» THE PROBLEM: In the entries that follow, say how many lines contain the string "white". Give no other words.
[THE DATA Boundary: Start]
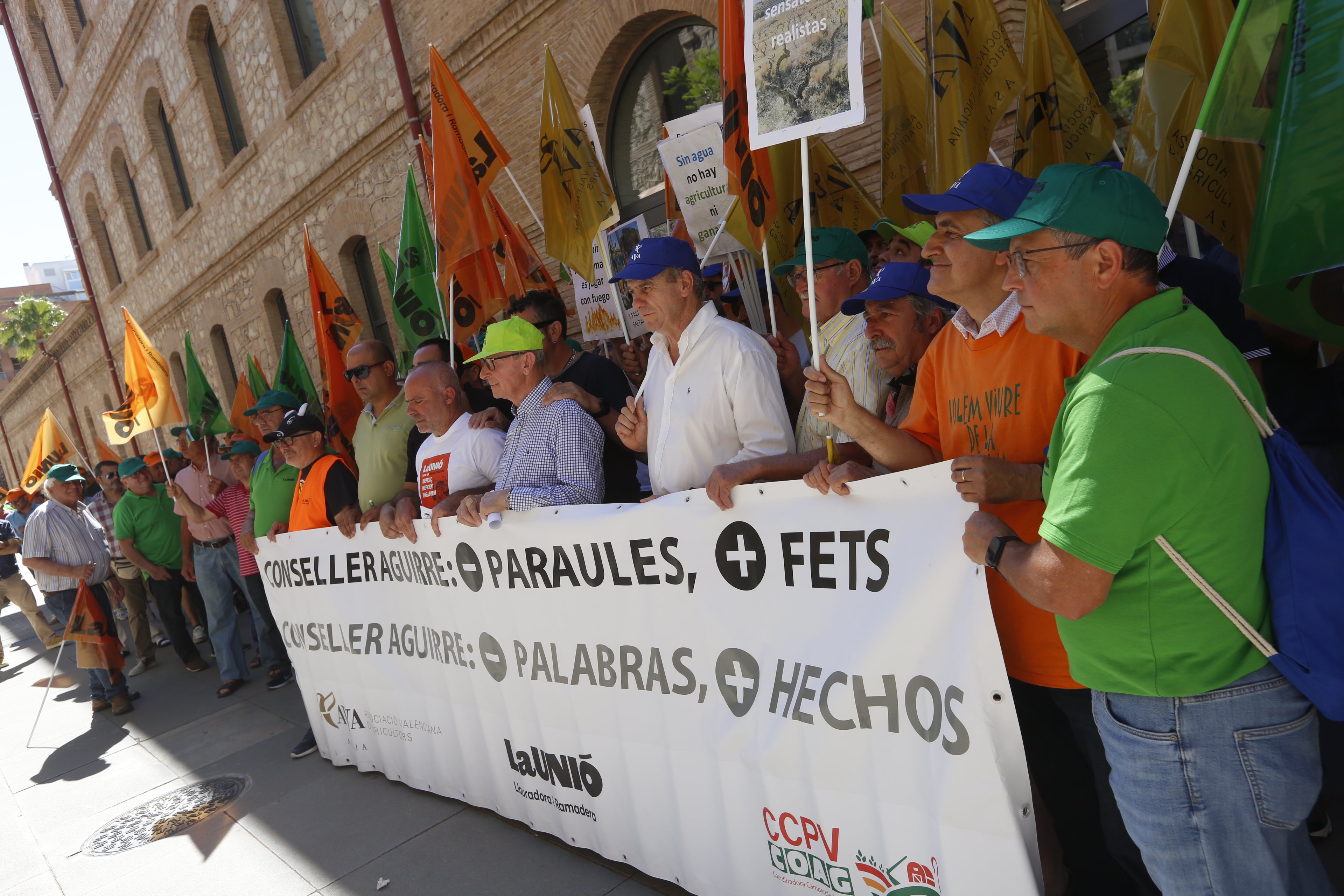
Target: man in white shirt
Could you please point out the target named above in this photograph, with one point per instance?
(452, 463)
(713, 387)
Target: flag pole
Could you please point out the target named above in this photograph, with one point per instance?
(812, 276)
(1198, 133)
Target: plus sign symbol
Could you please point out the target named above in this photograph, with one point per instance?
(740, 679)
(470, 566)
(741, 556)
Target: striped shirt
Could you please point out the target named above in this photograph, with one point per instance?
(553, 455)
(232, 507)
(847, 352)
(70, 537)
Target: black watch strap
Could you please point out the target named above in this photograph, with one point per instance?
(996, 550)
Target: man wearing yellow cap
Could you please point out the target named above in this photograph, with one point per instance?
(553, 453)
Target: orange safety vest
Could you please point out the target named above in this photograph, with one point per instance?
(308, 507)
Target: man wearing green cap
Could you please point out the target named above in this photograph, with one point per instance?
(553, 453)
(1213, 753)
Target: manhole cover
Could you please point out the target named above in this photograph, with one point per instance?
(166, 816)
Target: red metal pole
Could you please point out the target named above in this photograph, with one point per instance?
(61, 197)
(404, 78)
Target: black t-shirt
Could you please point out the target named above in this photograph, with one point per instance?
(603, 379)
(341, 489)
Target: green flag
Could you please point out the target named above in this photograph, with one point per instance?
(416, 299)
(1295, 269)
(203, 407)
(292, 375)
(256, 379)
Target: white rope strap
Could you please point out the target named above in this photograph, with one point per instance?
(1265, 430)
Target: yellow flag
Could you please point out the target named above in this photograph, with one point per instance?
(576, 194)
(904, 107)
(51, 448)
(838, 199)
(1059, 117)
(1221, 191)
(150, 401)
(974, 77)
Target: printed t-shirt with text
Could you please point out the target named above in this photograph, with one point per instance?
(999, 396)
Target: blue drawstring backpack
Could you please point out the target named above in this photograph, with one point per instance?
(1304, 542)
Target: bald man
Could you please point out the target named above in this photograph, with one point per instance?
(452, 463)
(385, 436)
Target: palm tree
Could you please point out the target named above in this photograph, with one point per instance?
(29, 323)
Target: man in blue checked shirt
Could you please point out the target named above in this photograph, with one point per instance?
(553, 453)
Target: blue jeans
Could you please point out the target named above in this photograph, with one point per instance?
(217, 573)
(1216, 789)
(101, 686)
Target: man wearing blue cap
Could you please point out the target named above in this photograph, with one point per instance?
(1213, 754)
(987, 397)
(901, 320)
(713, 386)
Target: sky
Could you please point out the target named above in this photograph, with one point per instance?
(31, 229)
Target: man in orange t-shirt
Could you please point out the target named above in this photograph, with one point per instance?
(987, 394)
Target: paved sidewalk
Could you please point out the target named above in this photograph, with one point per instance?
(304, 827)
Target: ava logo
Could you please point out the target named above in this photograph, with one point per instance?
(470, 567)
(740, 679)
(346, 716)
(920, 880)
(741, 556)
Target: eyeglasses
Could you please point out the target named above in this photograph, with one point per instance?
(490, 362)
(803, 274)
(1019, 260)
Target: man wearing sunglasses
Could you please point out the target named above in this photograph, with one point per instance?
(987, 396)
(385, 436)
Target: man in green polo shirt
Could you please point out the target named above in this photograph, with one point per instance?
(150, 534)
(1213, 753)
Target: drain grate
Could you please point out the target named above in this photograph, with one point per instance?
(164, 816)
[THE DATA Boundary: End]
» SOLVED PROBLEM: 2